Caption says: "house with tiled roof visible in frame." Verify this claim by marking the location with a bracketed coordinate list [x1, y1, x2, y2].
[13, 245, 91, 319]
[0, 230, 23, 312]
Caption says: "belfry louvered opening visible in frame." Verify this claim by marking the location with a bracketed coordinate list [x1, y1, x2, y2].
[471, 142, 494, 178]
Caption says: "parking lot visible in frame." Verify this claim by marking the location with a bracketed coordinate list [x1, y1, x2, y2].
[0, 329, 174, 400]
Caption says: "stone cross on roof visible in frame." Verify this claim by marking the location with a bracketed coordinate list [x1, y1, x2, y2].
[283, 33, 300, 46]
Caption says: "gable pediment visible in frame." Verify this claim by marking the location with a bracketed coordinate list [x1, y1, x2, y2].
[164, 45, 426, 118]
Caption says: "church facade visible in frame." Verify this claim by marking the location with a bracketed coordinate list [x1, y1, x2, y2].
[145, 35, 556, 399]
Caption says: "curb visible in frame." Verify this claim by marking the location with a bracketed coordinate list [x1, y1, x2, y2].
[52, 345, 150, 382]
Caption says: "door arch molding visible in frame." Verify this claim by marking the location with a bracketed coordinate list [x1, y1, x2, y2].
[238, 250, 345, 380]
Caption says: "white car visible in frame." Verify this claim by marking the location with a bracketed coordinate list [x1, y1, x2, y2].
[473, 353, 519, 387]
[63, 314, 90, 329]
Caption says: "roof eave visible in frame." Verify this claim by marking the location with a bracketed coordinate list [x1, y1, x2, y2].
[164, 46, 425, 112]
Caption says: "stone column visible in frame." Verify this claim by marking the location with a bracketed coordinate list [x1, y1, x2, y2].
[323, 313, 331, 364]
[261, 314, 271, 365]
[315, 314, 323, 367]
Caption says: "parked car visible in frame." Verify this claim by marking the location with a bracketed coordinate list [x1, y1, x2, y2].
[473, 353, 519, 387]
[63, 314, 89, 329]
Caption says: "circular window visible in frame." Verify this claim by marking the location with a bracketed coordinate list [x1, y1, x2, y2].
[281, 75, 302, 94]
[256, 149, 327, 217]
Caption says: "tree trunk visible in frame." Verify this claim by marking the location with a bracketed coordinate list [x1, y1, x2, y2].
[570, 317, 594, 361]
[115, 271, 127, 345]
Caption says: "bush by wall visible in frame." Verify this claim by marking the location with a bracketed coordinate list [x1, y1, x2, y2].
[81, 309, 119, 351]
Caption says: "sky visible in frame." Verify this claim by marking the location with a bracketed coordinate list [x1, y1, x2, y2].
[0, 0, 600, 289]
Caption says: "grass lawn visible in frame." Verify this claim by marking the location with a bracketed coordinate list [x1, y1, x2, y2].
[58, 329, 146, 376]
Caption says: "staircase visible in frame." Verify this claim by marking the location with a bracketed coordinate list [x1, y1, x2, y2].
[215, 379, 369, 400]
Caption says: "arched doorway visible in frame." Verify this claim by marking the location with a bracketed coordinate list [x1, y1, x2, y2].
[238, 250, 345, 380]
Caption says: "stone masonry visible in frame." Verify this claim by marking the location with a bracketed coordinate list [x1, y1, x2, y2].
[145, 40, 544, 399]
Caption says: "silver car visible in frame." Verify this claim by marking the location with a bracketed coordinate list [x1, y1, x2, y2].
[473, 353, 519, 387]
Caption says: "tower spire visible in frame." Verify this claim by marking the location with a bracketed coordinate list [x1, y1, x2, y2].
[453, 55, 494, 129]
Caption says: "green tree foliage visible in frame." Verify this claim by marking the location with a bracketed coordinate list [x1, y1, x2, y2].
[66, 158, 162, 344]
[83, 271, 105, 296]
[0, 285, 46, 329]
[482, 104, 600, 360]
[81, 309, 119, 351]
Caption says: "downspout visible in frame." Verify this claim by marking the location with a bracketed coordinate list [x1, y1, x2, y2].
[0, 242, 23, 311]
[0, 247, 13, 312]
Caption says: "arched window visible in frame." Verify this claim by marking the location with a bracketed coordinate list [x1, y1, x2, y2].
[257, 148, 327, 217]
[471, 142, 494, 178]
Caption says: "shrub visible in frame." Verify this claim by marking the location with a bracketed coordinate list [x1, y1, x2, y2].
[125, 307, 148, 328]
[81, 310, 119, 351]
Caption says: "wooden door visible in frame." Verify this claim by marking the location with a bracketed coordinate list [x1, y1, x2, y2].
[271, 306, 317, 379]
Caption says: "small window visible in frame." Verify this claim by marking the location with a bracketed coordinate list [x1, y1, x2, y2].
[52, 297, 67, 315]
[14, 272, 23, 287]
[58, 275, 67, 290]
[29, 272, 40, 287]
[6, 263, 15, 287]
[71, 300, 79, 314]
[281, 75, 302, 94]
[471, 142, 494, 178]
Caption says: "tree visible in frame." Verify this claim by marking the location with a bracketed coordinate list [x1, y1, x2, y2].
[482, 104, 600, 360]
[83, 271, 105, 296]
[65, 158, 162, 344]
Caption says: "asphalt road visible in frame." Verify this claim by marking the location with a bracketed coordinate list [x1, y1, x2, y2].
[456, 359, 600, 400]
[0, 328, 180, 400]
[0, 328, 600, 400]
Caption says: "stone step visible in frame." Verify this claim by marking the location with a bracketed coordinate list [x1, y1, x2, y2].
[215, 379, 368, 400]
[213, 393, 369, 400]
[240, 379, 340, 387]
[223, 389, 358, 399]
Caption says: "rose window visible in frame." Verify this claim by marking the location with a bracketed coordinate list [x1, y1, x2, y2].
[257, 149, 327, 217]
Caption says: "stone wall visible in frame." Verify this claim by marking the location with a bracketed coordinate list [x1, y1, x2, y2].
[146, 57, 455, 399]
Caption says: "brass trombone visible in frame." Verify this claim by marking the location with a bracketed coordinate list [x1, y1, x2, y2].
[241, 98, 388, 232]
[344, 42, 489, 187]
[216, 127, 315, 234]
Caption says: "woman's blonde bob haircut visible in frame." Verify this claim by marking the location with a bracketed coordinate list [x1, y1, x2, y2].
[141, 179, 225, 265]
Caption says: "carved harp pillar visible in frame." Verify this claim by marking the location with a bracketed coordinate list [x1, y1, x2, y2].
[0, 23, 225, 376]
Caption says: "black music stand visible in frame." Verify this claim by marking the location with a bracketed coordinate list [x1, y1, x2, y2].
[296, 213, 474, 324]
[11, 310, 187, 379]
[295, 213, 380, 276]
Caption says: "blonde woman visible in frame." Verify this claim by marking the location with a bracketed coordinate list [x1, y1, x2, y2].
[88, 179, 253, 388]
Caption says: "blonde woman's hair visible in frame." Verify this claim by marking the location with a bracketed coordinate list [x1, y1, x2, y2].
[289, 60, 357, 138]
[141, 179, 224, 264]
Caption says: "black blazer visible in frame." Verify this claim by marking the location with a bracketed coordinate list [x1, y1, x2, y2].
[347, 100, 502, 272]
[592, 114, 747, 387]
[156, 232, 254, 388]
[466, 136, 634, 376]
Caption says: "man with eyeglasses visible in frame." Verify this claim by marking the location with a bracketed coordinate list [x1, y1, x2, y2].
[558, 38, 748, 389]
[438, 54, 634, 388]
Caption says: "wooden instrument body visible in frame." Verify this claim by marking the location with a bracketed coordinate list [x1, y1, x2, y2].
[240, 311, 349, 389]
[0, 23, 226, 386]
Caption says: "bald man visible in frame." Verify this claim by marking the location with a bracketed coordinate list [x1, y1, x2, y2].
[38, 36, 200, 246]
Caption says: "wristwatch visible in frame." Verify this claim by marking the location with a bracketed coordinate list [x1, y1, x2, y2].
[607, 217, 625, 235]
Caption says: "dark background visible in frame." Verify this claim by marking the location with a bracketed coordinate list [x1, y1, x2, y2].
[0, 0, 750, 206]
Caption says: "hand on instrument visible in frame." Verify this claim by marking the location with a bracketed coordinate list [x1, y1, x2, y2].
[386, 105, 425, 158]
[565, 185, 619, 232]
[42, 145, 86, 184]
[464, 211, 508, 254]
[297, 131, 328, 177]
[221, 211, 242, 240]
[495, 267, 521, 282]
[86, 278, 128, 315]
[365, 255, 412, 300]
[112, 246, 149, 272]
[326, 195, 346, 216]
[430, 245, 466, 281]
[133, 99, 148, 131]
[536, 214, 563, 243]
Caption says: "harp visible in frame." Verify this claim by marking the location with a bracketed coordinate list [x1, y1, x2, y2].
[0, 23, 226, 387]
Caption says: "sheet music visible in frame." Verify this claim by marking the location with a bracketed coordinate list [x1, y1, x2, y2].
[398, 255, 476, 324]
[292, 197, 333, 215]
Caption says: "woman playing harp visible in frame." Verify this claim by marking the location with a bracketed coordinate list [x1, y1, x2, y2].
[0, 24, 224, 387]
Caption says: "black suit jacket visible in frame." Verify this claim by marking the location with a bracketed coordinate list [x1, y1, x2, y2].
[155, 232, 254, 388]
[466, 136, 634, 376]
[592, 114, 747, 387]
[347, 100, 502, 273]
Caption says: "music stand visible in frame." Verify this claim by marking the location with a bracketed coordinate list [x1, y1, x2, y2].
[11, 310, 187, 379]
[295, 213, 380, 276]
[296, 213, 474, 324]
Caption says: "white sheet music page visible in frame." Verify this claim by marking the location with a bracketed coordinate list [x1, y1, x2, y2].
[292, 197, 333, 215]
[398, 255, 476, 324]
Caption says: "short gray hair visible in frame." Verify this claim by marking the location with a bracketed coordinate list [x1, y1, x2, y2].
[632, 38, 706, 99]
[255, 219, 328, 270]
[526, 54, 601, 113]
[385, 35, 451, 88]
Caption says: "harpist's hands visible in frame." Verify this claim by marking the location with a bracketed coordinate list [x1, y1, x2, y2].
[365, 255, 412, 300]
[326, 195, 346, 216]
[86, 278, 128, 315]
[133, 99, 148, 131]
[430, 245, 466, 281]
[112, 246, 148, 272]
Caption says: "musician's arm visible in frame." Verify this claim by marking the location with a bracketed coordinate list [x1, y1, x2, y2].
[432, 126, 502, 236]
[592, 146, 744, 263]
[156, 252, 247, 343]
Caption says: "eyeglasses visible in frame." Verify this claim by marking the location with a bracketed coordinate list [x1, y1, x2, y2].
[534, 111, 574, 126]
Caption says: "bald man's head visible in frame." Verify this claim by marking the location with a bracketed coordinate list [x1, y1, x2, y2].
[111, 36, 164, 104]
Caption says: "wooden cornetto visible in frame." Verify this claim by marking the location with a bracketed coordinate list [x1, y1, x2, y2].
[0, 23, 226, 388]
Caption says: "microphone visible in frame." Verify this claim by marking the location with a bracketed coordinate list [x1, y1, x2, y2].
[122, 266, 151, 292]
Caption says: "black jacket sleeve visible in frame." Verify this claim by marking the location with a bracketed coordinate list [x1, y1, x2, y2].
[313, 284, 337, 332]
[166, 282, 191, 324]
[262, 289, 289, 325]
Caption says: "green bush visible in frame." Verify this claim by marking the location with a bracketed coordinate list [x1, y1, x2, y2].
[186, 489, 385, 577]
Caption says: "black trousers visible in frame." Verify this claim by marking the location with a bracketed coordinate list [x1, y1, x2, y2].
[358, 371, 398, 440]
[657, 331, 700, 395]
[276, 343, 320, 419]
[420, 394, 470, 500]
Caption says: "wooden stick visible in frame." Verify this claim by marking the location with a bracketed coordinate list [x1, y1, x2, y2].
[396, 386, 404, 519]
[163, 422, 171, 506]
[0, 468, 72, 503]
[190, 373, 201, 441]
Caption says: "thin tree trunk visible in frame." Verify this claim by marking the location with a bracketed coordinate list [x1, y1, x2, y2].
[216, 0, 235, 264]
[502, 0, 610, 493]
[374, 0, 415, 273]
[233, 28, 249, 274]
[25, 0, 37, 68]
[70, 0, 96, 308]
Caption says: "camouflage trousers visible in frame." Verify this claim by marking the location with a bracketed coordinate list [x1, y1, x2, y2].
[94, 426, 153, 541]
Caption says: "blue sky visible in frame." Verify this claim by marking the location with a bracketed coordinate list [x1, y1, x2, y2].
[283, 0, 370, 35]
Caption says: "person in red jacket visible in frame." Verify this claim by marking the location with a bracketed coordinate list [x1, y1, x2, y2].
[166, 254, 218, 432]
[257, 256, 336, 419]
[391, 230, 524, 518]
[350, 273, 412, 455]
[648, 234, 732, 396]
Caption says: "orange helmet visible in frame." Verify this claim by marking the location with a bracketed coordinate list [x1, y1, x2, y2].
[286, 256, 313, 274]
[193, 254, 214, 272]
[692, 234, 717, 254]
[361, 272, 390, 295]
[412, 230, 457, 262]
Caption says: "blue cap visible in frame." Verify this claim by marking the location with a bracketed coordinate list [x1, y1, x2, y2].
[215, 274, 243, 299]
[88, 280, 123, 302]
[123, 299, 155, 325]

• • • • • • •

Copy everything above from the line containing "doorway visible in" down to the line containing "[453, 55, 494, 129]", including both of those lines, without changing anything.

ANSWER TO THE TASK:
Caption says: "arched doorway visible in frame." Verify this claim by marking the location with a bracketed coordinate list [x1, y1, x2, y2].
[238, 250, 345, 380]
Caption says: "stone masonry visible in frame." Verify this claim by marking the location with a bracketed coordinate list [x1, y1, x2, y2].
[145, 40, 544, 399]
Caption says: "silver car visible in frame." Verify this claim by marking the location with a bracketed coordinate list [x1, y1, x2, y2].
[473, 353, 519, 387]
Caption says: "tower spire visible in frame." Verify this claim by marking the location with a bracketed coordinate list [x1, y1, x2, y2].
[453, 55, 494, 129]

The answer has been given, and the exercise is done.